_PAGE EXTRACT_
= Beginning of Section =
Outside wrote:Doctor MJ wrote:To me there's a natural rhythm to an offense where only the most effective scorers are worth the drain predictably going to them often, and what that means is that big time scorers like that tend to fall from "very effective" to "hurting the team" without a lot of falloff in their volume production and thus they tend to get rewarded long after they deserve it in a way not coincidentally analogous to guys keep getting named to All-D long after they stopped deserving it.
Have you given consideration to the data presented that counters this argument?
-- West's season with the highest FGAs coincided with Baylor's season with the highest FGAs (1961-62).
-- As Baylor's FGAs dropped over the following seasons (-4.7, -10.3, -7.4 relative to his 61-62 peak), West's also fell, going down a max of -2.7 from his peak.
-- In 1965-66, the season following Baylor's knee surgery, Baylor's FGAs dropped to 15.9, which was -9.8 compared to the previous season and -17.4 compared to his 61-62 peak. Yet rather than going up to compensate, West's FGAs actually went down -0.5 compared to the previous season.
= End of Section =
_SUPPLIED RECORDS_
= Beginning of Section =
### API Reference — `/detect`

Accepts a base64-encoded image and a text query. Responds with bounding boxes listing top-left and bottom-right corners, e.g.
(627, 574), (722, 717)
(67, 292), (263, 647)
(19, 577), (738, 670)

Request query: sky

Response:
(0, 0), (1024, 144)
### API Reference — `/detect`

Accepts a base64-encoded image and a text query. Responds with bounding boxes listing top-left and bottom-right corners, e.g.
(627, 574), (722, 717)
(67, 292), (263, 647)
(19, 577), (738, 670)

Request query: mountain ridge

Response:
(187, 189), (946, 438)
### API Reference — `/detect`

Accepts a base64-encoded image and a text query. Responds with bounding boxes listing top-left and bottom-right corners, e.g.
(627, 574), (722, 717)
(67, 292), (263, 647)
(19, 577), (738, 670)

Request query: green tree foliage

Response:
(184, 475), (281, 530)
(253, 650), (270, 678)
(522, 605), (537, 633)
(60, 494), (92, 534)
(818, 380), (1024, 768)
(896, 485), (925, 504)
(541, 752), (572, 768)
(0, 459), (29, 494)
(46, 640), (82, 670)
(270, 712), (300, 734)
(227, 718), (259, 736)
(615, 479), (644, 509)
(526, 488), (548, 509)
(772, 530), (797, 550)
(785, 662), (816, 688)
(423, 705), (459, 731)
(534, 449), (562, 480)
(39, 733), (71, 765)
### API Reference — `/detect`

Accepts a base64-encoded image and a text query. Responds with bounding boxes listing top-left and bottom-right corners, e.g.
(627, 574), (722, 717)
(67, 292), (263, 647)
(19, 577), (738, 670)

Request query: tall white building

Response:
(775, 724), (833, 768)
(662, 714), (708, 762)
= End of Section =
_WHAT YOU WILL DO_
**1)** According to the forum post about Baylor's and West's field goal attempts, what were Baylor's FGAs in 1965-66?
**2)** Quote everything in the forum post about Baylor's and West's field goal attempts from "-- As Baylor's" down to "the previous season.".

_REPLIES_
**1)** 15.9

**2)**
-- As Baylor's FGAs dropped over the following seasons (-4.7, -10.3, -7.4 relative to his 61-62 peak), West's also fell, going down a max of -2.7 from his peak.
-- In 1965-66, the season following Baylor's knee surgery, Baylor's FGAs dropped to 15.9, which was -9.8 compared to the previous season and -17.4 compared to his 61-62 peak. Yet rather than going up to compensate, West's FGAs actually went down -0.5 compared to the previous season.